SOURCE EXCERPT -
########################################

Supply and Demand Functions in Inventory Models
47 Pages Posted: 29 Mar 2016 Last revised: 30 Apr 2017
Date Written: April 18, 2017
The central issue in supply chain management is to match supply with demand, and the heart of a planning model is the modeling of supply and demand functions. To allow for analytical tractability, the existing literature often assumes almost surely linear supply and demand functions, which greatly limits the applicability of the models. The goal of this paper is to provide a unified approach to analyze general random supply and demand functions. By transforming the problem into one defined on a higher dimension, we show that many of the seemingly highly nonlinear supply and demand functions (in the almost sure sense) are linear in the stochastic sense. With this new notion of linearity, called stochastic linearity in mid-point, our ability to analyze supply chain problems is much enhanced. We are able to prove the concavity of the profit function in the transformed supply and demand decisions for a general class of supply and demand functions that include, but are not restricted to, the ones studied in the existing literature. Thus, many of the challenging problems now become tractable. Moreover, we characterize a set of easy-to-verify conditions for the stochastic linearity in mid-point that allows us to test functions with known forms. For functions with unknown forms, we develop a nonparametric approach to allow for empirical estimation and verification of the needed stochastic properties directly from the data.

########################################

DATA RECORDS -
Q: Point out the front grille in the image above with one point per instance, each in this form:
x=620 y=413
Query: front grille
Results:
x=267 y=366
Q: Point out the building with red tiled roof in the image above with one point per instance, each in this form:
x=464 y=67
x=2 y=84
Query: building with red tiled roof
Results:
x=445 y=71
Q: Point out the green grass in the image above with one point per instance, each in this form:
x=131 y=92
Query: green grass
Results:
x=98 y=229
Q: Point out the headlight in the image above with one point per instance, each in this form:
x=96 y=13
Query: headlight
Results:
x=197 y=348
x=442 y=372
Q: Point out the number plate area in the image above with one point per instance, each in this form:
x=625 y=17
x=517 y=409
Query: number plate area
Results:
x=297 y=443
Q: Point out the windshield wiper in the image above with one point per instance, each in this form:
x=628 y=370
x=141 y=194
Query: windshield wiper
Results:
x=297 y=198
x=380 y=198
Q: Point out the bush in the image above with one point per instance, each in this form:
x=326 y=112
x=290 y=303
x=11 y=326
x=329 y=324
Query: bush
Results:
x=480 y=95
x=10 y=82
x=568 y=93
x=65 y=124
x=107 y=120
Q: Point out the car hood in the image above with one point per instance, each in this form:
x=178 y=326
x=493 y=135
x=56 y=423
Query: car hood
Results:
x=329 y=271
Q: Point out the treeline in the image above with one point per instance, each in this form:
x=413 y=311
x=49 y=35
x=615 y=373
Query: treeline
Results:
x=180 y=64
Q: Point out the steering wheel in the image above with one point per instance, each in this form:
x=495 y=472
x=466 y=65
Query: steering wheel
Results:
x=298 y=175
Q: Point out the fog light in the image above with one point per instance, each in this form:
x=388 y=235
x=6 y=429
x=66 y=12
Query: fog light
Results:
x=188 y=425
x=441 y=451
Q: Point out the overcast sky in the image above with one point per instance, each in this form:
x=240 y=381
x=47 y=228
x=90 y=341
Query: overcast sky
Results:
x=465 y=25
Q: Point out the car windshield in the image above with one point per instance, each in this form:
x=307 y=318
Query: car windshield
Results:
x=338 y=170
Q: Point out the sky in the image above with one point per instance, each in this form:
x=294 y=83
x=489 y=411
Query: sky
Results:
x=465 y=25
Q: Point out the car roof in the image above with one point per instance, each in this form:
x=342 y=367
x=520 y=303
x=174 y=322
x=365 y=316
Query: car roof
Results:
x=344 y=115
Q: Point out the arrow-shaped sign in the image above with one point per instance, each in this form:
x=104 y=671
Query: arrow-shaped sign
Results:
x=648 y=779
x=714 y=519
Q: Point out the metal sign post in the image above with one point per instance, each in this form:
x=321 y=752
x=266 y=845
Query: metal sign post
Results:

########################################

AIM - What name does the inventory models abstract above give to its new notion of linearity?

WRITTEN REPLY - Stochastic linearity in mid-point.